**Exercise goal**
Each record is to be reproduced verbatim.
Material provided section start
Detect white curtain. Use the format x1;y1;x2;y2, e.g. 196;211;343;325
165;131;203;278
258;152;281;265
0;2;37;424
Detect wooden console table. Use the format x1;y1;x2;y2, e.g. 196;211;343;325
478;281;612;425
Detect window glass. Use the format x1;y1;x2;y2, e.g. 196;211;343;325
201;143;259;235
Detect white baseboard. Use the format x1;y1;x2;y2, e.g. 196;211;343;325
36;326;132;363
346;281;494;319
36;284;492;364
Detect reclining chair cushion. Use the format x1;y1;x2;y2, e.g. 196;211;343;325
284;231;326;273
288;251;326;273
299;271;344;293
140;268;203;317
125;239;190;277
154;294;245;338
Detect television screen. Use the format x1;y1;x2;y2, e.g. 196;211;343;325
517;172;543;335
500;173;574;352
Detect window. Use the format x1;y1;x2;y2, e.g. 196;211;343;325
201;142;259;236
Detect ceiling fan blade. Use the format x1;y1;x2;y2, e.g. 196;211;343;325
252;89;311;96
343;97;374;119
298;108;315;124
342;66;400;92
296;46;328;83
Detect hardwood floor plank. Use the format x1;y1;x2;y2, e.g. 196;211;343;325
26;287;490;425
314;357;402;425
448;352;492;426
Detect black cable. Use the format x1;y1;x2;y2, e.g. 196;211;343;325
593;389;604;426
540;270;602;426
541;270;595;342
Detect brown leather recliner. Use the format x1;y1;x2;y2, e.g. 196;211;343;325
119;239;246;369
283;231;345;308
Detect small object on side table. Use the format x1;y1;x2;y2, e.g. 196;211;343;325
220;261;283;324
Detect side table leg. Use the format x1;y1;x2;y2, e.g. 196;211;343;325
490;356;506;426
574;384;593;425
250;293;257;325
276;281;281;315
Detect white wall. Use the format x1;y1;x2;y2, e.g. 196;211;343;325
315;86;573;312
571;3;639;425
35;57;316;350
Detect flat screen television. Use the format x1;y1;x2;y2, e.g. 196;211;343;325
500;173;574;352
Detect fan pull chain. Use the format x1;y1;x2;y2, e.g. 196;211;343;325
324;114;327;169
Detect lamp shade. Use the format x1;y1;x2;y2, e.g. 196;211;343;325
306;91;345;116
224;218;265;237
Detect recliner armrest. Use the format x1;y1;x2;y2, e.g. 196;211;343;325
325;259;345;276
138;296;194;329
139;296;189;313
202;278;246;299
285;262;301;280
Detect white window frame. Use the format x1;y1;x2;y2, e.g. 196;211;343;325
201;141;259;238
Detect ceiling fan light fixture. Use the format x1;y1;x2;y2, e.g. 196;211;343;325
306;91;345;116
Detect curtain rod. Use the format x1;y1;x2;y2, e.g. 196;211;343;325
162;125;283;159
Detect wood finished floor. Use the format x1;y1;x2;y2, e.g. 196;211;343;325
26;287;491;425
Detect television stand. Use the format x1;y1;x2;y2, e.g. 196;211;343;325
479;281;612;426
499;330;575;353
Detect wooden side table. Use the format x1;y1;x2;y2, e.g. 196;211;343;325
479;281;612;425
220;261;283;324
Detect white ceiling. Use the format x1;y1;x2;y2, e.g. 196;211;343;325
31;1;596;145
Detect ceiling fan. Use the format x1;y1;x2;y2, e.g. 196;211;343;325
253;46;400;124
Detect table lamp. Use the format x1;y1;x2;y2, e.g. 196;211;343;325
Material provided section end
**Response below**
Detect white curtain. Use the format x1;y1;x2;y2, e.g. 196;211;343;325
165;131;203;278
258;152;281;265
0;2;37;424
Detect wooden console table. Use the format x1;y1;x2;y2, e.g. 196;211;343;325
478;281;612;425
Detect window glass. Use the format x1;y1;x2;y2, e.g. 196;211;343;325
201;143;259;235
Detect white baseboard. Use the format x1;y1;x2;y2, e.g. 196;211;343;325
36;326;132;363
346;281;494;319
36;284;492;364
Detect reclining chair cushion. Use the format x1;y1;x2;y2, e.g. 196;211;343;325
284;231;326;273
288;251;326;273
299;271;344;293
140;268;203;317
125;239;190;277
154;294;245;338
Detect television screen. Use the format x1;y1;x2;y2, e.g. 196;211;343;325
517;172;543;335
500;173;574;352
Detect window. Use the format x1;y1;x2;y2, e.g. 196;211;343;325
201;142;259;236
Detect ceiling fan blade. Use the format x1;y1;x2;y2, e.g. 196;211;343;325
252;89;311;96
343;97;374;119
298;108;315;124
342;66;400;92
296;46;328;83
Detect hardwood floor plank. Use the format x1;y1;x2;y2, e.g. 196;211;343;325
26;287;490;425
314;357;402;425
448;352;492;426
Detect black cable. Use the format x1;y1;x2;y2, e.g. 196;211;343;325
593;389;604;426
540;270;602;426
541;270;595;342
Detect brown leather recliner. Use the format x1;y1;x2;y2, e.g. 196;211;343;325
119;239;246;369
283;231;345;308
Detect small object on side table. Use the format x1;y1;x2;y2, e.g. 196;211;343;325
220;261;283;324
Detect side table leg. Use the format x1;y1;x2;y2, e.g. 196;211;343;325
490;356;506;426
574;384;593;425
250;293;257;325
276;281;281;315
Detect white wall. Use the format x1;y1;x2;y2, e.g. 196;211;343;325
315;86;573;312
571;3;639;425
35;57;316;350
Detect flat screen television. Use the format x1;y1;x2;y2, e.g. 196;211;343;325
500;173;574;352
Detect fan pull chain. Use the format x1;y1;x2;y2, e.g. 196;211;343;325
324;114;327;169
Detect lamp shade. Use the format x1;y1;x2;y2, e.g. 196;211;343;325
306;91;345;116
224;218;265;237
Detect recliner armrest. Use the format x1;y1;x2;y2, e.g. 196;211;343;325
325;259;345;276
138;296;194;329
139;296;189;313
202;278;246;299
285;262;301;280
Detect white window frame. Use the format x1;y1;x2;y2, e.g. 196;211;343;325
201;141;259;238
Detect ceiling fan light fixture. Use the format x1;y1;x2;y2, e.g. 196;211;343;325
306;91;345;116
Detect curtain rod. Use the format x1;y1;x2;y2, e.g. 196;211;343;325
162;125;283;159
Detect wood finished floor. Use the format x1;y1;x2;y2, e.g. 196;211;343;325
26;287;491;425
Detect television stand. Use the format x1;y1;x2;y2, e.g. 196;211;343;325
479;281;612;426
499;330;575;353
Detect wooden side table. Use the format x1;y1;x2;y2, e.g. 196;211;343;325
479;281;612;425
220;261;283;324
Detect white ceiling. Use the format x1;y1;x2;y2, e.g. 196;211;343;325
31;1;596;145
Detect ceiling fan. Use the format x1;y1;x2;y2, e.g. 196;211;343;325
253;46;400;124
Detect table lamp. Use the format x1;y1;x2;y2, e.g. 196;211;343;325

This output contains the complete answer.